=== Material for the task ===
-*-
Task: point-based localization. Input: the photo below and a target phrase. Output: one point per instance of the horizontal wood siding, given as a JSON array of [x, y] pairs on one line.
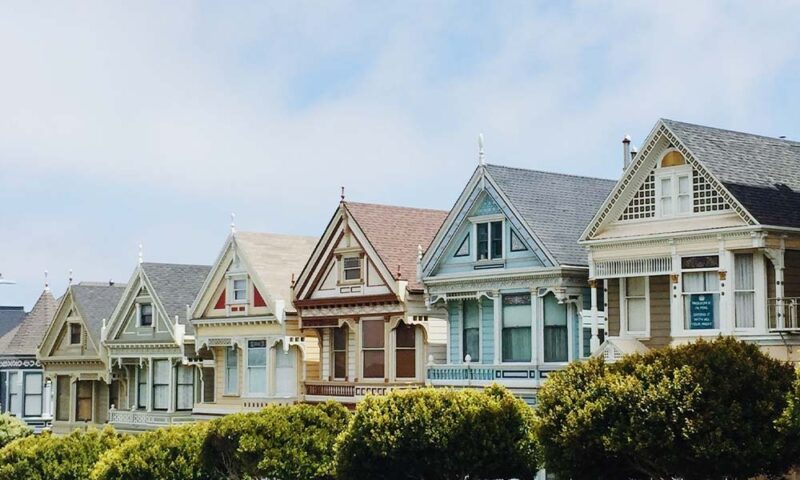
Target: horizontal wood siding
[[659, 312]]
-*-
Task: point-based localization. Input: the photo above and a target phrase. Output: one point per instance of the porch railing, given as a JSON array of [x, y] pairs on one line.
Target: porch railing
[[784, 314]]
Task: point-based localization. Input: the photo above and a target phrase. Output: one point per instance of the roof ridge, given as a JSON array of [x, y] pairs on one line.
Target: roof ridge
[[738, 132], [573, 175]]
-*-
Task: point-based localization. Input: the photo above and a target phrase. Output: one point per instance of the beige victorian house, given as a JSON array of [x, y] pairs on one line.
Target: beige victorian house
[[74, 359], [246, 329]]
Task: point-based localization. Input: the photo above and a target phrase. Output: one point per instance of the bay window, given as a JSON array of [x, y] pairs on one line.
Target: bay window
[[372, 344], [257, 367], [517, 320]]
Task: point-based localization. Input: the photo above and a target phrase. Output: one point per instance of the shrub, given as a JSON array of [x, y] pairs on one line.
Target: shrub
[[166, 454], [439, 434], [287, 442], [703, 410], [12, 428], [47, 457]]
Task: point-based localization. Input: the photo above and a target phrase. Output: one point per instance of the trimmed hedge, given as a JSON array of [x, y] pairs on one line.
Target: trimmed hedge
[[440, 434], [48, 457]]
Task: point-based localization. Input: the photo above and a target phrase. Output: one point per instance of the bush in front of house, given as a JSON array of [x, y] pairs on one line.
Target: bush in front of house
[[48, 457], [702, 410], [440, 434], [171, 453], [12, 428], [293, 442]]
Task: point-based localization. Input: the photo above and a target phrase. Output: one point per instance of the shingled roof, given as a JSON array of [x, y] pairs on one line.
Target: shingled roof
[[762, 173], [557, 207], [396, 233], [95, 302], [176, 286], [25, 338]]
-*-
=== The problem ===
Starting with the line with "Task: point-based localization. Input: the photo below" and going on through the line with "[[659, 312]]", scale that part of the listing by writing those lines out again, requests included, with every point coordinate in the answers multiplied by 2.45 and rounded to a whole number, halves up. Give only those lines, and leave the pictures out.

=== Correct result ===
Task: point-based localization. Input: the photo below and a target phrase. Output: one point per instance of the horizontal wood siding, given as a JSON array of [x, y] pairs on one line.
Target: horizontal wood siding
[[1615, 764]]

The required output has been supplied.